Entries from a dataset -
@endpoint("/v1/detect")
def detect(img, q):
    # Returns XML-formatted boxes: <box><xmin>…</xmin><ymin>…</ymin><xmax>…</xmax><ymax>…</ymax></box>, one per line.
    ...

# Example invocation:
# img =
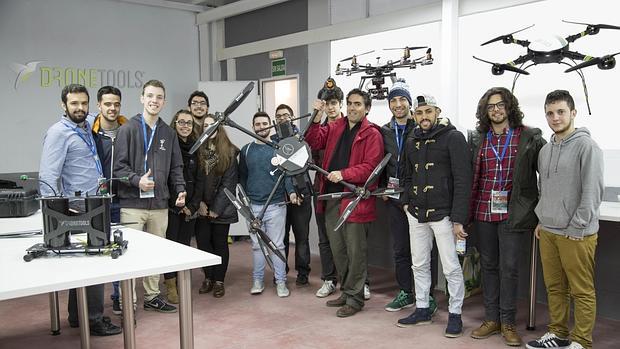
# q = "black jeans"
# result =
<box><xmin>313</xmin><ymin>197</ymin><xmax>338</xmax><ymax>285</ymax></box>
<box><xmin>284</xmin><ymin>197</ymin><xmax>312</xmax><ymax>276</ymax></box>
<box><xmin>385</xmin><ymin>199</ymin><xmax>413</xmax><ymax>293</ymax></box>
<box><xmin>474</xmin><ymin>221</ymin><xmax>529</xmax><ymax>325</ymax></box>
<box><xmin>164</xmin><ymin>211</ymin><xmax>196</xmax><ymax>280</ymax></box>
<box><xmin>67</xmin><ymin>285</ymin><xmax>104</xmax><ymax>325</ymax></box>
<box><xmin>196</xmin><ymin>218</ymin><xmax>230</xmax><ymax>282</ymax></box>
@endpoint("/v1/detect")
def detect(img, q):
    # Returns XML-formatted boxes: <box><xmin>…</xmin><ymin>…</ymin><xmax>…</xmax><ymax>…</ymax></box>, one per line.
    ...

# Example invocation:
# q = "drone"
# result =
<box><xmin>336</xmin><ymin>46</ymin><xmax>433</xmax><ymax>99</ymax></box>
<box><xmin>473</xmin><ymin>20</ymin><xmax>620</xmax><ymax>114</ymax></box>
<box><xmin>189</xmin><ymin>78</ymin><xmax>403</xmax><ymax>269</ymax></box>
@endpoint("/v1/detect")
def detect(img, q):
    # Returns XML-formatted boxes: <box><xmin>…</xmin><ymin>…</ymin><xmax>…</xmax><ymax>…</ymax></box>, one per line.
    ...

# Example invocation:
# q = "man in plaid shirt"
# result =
<box><xmin>468</xmin><ymin>87</ymin><xmax>546</xmax><ymax>346</ymax></box>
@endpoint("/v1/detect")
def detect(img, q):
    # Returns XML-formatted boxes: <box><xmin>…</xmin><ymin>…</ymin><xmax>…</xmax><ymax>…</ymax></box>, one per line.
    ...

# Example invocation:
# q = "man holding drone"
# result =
<box><xmin>306</xmin><ymin>89</ymin><xmax>383</xmax><ymax>317</ymax></box>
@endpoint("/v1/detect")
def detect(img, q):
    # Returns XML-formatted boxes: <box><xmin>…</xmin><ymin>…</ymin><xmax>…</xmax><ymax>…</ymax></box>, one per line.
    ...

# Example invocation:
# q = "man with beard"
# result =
<box><xmin>39</xmin><ymin>84</ymin><xmax>121</xmax><ymax>336</ymax></box>
<box><xmin>187</xmin><ymin>91</ymin><xmax>209</xmax><ymax>134</ymax></box>
<box><xmin>239</xmin><ymin>111</ymin><xmax>297</xmax><ymax>297</ymax></box>
<box><xmin>397</xmin><ymin>95</ymin><xmax>471</xmax><ymax>338</ymax></box>
<box><xmin>469</xmin><ymin>87</ymin><xmax>545</xmax><ymax>346</ymax></box>
<box><xmin>93</xmin><ymin>86</ymin><xmax>127</xmax><ymax>315</ymax></box>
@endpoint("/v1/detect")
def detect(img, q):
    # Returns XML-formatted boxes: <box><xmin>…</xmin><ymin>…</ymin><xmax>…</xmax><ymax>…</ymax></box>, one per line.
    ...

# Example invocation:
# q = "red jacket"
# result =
<box><xmin>305</xmin><ymin>117</ymin><xmax>383</xmax><ymax>223</ymax></box>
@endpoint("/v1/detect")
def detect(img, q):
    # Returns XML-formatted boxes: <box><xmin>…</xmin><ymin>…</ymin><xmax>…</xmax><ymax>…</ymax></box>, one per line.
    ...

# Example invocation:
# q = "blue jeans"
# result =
<box><xmin>250</xmin><ymin>203</ymin><xmax>286</xmax><ymax>282</ymax></box>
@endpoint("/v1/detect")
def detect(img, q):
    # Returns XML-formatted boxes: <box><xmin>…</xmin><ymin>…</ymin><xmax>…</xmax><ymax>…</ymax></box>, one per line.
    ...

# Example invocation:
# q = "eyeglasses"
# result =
<box><xmin>487</xmin><ymin>101</ymin><xmax>506</xmax><ymax>111</ymax></box>
<box><xmin>175</xmin><ymin>120</ymin><xmax>194</xmax><ymax>127</ymax></box>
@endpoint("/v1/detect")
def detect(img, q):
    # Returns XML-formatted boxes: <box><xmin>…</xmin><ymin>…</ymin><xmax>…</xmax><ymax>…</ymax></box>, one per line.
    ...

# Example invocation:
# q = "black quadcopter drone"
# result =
<box><xmin>189</xmin><ymin>78</ymin><xmax>403</xmax><ymax>269</ymax></box>
<box><xmin>336</xmin><ymin>46</ymin><xmax>433</xmax><ymax>99</ymax></box>
<box><xmin>473</xmin><ymin>20</ymin><xmax>620</xmax><ymax>114</ymax></box>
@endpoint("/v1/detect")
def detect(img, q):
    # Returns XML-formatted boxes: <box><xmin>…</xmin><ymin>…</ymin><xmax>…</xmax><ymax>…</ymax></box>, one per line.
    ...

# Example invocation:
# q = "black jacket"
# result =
<box><xmin>201</xmin><ymin>149</ymin><xmax>239</xmax><ymax>224</ymax></box>
<box><xmin>114</xmin><ymin>114</ymin><xmax>185</xmax><ymax>209</ymax></box>
<box><xmin>467</xmin><ymin>127</ymin><xmax>547</xmax><ymax>231</ymax></box>
<box><xmin>402</xmin><ymin>118</ymin><xmax>472</xmax><ymax>224</ymax></box>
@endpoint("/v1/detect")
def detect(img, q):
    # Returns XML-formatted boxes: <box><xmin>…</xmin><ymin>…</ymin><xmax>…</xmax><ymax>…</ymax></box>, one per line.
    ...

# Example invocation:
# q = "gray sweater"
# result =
<box><xmin>536</xmin><ymin>127</ymin><xmax>605</xmax><ymax>238</ymax></box>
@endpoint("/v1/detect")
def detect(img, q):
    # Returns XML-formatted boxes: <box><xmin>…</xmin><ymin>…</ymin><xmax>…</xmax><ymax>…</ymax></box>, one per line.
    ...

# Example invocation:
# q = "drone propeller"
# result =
<box><xmin>339</xmin><ymin>50</ymin><xmax>375</xmax><ymax>62</ymax></box>
<box><xmin>472</xmin><ymin>56</ymin><xmax>530</xmax><ymax>75</ymax></box>
<box><xmin>562</xmin><ymin>20</ymin><xmax>620</xmax><ymax>34</ymax></box>
<box><xmin>480</xmin><ymin>24</ymin><xmax>534</xmax><ymax>46</ymax></box>
<box><xmin>564</xmin><ymin>52</ymin><xmax>620</xmax><ymax>73</ymax></box>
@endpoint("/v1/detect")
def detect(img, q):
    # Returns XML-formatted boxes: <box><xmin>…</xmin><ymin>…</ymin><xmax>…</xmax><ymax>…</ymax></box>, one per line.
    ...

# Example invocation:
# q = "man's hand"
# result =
<box><xmin>175</xmin><ymin>191</ymin><xmax>187</xmax><ymax>207</ymax></box>
<box><xmin>327</xmin><ymin>171</ymin><xmax>342</xmax><ymax>183</ymax></box>
<box><xmin>138</xmin><ymin>168</ymin><xmax>155</xmax><ymax>191</ymax></box>
<box><xmin>452</xmin><ymin>223</ymin><xmax>467</xmax><ymax>240</ymax></box>
<box><xmin>198</xmin><ymin>201</ymin><xmax>209</xmax><ymax>217</ymax></box>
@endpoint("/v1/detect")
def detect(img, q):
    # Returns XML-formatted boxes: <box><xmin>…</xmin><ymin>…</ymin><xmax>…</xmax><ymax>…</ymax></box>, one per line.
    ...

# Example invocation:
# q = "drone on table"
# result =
<box><xmin>336</xmin><ymin>46</ymin><xmax>433</xmax><ymax>99</ymax></box>
<box><xmin>189</xmin><ymin>79</ymin><xmax>403</xmax><ymax>269</ymax></box>
<box><xmin>473</xmin><ymin>20</ymin><xmax>620</xmax><ymax>114</ymax></box>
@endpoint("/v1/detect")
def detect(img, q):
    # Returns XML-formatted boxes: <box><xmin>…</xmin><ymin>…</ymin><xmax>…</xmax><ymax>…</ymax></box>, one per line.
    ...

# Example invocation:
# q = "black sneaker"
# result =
<box><xmin>445</xmin><ymin>313</ymin><xmax>463</xmax><ymax>338</ymax></box>
<box><xmin>144</xmin><ymin>296</ymin><xmax>177</xmax><ymax>313</ymax></box>
<box><xmin>525</xmin><ymin>332</ymin><xmax>570</xmax><ymax>349</ymax></box>
<box><xmin>112</xmin><ymin>299</ymin><xmax>123</xmax><ymax>315</ymax></box>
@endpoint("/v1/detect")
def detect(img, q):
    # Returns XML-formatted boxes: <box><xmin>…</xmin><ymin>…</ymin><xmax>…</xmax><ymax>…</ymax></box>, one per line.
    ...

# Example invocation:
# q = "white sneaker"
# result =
<box><xmin>250</xmin><ymin>279</ymin><xmax>265</xmax><ymax>294</ymax></box>
<box><xmin>316</xmin><ymin>280</ymin><xmax>336</xmax><ymax>298</ymax></box>
<box><xmin>276</xmin><ymin>282</ymin><xmax>291</xmax><ymax>298</ymax></box>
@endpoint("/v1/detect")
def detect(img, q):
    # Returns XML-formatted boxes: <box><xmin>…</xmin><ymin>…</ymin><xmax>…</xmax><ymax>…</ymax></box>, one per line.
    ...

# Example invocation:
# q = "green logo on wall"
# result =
<box><xmin>271</xmin><ymin>58</ymin><xmax>286</xmax><ymax>76</ymax></box>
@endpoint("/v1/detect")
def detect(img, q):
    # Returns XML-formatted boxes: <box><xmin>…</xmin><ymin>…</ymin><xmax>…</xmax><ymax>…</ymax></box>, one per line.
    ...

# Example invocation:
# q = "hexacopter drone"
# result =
<box><xmin>473</xmin><ymin>20</ymin><xmax>620</xmax><ymax>114</ymax></box>
<box><xmin>336</xmin><ymin>46</ymin><xmax>433</xmax><ymax>99</ymax></box>
<box><xmin>189</xmin><ymin>78</ymin><xmax>403</xmax><ymax>269</ymax></box>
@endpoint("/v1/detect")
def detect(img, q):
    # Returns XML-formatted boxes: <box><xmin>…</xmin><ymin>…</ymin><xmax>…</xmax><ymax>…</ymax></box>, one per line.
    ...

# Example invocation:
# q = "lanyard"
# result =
<box><xmin>62</xmin><ymin>121</ymin><xmax>103</xmax><ymax>177</ymax></box>
<box><xmin>140</xmin><ymin>115</ymin><xmax>157</xmax><ymax>173</ymax></box>
<box><xmin>392</xmin><ymin>119</ymin><xmax>407</xmax><ymax>178</ymax></box>
<box><xmin>487</xmin><ymin>129</ymin><xmax>512</xmax><ymax>189</ymax></box>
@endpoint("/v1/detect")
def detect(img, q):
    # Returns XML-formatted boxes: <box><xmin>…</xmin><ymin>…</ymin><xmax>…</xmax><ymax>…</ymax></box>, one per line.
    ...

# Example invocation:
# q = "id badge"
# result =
<box><xmin>140</xmin><ymin>176</ymin><xmax>155</xmax><ymax>199</ymax></box>
<box><xmin>491</xmin><ymin>190</ymin><xmax>508</xmax><ymax>213</ymax></box>
<box><xmin>387</xmin><ymin>177</ymin><xmax>400</xmax><ymax>200</ymax></box>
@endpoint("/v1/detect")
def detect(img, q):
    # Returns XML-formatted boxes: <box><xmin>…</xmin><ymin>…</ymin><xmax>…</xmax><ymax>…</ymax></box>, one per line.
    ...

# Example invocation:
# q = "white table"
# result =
<box><xmin>0</xmin><ymin>213</ymin><xmax>221</xmax><ymax>348</ymax></box>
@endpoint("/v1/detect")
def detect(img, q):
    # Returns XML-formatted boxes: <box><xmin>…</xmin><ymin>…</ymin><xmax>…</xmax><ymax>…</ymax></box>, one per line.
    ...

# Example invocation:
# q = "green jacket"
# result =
<box><xmin>467</xmin><ymin>126</ymin><xmax>547</xmax><ymax>232</ymax></box>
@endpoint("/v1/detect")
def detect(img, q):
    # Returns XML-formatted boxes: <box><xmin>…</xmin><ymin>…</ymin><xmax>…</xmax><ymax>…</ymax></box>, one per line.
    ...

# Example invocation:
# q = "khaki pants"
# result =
<box><xmin>540</xmin><ymin>230</ymin><xmax>598</xmax><ymax>349</ymax></box>
<box><xmin>121</xmin><ymin>208</ymin><xmax>168</xmax><ymax>302</ymax></box>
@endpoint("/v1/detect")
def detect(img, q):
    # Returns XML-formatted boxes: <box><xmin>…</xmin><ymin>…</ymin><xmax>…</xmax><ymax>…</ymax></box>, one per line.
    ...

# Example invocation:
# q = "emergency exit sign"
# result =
<box><xmin>271</xmin><ymin>58</ymin><xmax>286</xmax><ymax>76</ymax></box>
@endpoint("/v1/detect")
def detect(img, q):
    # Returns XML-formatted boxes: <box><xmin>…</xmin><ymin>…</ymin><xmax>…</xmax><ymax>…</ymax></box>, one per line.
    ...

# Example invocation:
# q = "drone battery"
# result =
<box><xmin>0</xmin><ymin>188</ymin><xmax>39</xmax><ymax>218</ymax></box>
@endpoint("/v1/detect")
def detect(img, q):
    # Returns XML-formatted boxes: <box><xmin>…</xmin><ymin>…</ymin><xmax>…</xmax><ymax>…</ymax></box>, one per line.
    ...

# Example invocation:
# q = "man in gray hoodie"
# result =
<box><xmin>527</xmin><ymin>90</ymin><xmax>604</xmax><ymax>349</ymax></box>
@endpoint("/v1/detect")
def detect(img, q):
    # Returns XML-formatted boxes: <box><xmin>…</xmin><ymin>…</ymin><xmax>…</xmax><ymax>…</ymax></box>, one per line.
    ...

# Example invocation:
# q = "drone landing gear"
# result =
<box><xmin>24</xmin><ymin>230</ymin><xmax>128</xmax><ymax>262</ymax></box>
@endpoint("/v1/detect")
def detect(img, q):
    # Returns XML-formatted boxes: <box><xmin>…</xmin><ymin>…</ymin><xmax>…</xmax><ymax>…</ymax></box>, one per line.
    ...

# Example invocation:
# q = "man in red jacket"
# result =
<box><xmin>306</xmin><ymin>89</ymin><xmax>383</xmax><ymax>317</ymax></box>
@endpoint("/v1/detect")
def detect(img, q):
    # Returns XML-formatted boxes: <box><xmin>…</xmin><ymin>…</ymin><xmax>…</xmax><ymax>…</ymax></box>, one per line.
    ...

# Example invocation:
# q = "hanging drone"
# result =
<box><xmin>189</xmin><ymin>78</ymin><xmax>403</xmax><ymax>269</ymax></box>
<box><xmin>473</xmin><ymin>20</ymin><xmax>620</xmax><ymax>114</ymax></box>
<box><xmin>336</xmin><ymin>46</ymin><xmax>433</xmax><ymax>99</ymax></box>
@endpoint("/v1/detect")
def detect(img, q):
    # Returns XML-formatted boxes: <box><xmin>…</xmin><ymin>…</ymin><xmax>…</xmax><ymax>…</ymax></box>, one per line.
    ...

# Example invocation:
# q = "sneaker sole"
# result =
<box><xmin>384</xmin><ymin>304</ymin><xmax>413</xmax><ymax>312</ymax></box>
<box><xmin>396</xmin><ymin>320</ymin><xmax>433</xmax><ymax>328</ymax></box>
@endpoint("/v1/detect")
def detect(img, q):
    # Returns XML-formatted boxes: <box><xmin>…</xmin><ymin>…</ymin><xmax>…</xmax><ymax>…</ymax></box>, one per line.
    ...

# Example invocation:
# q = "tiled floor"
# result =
<box><xmin>0</xmin><ymin>241</ymin><xmax>620</xmax><ymax>349</ymax></box>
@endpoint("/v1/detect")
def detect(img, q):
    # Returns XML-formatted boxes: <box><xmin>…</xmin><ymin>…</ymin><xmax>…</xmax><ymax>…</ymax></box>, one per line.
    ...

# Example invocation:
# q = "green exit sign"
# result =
<box><xmin>271</xmin><ymin>58</ymin><xmax>286</xmax><ymax>76</ymax></box>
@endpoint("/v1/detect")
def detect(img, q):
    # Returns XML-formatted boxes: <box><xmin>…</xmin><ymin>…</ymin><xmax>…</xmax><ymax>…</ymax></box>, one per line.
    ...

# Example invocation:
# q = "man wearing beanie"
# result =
<box><xmin>381</xmin><ymin>79</ymin><xmax>437</xmax><ymax>312</ymax></box>
<box><xmin>397</xmin><ymin>95</ymin><xmax>471</xmax><ymax>338</ymax></box>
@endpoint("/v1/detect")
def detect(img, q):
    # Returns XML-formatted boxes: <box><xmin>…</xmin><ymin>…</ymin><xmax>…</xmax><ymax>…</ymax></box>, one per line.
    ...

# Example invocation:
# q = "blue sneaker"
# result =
<box><xmin>445</xmin><ymin>313</ymin><xmax>463</xmax><ymax>338</ymax></box>
<box><xmin>396</xmin><ymin>308</ymin><xmax>433</xmax><ymax>327</ymax></box>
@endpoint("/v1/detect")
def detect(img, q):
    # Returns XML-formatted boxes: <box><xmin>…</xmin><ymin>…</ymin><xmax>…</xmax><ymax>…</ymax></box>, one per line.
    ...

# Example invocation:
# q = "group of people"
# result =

Aim - List every line of the listing above that contains the word "sign", copying each line in full. Case counts.

Reply to the exercise -
# q = "emergency exit sign"
# q = "green exit sign"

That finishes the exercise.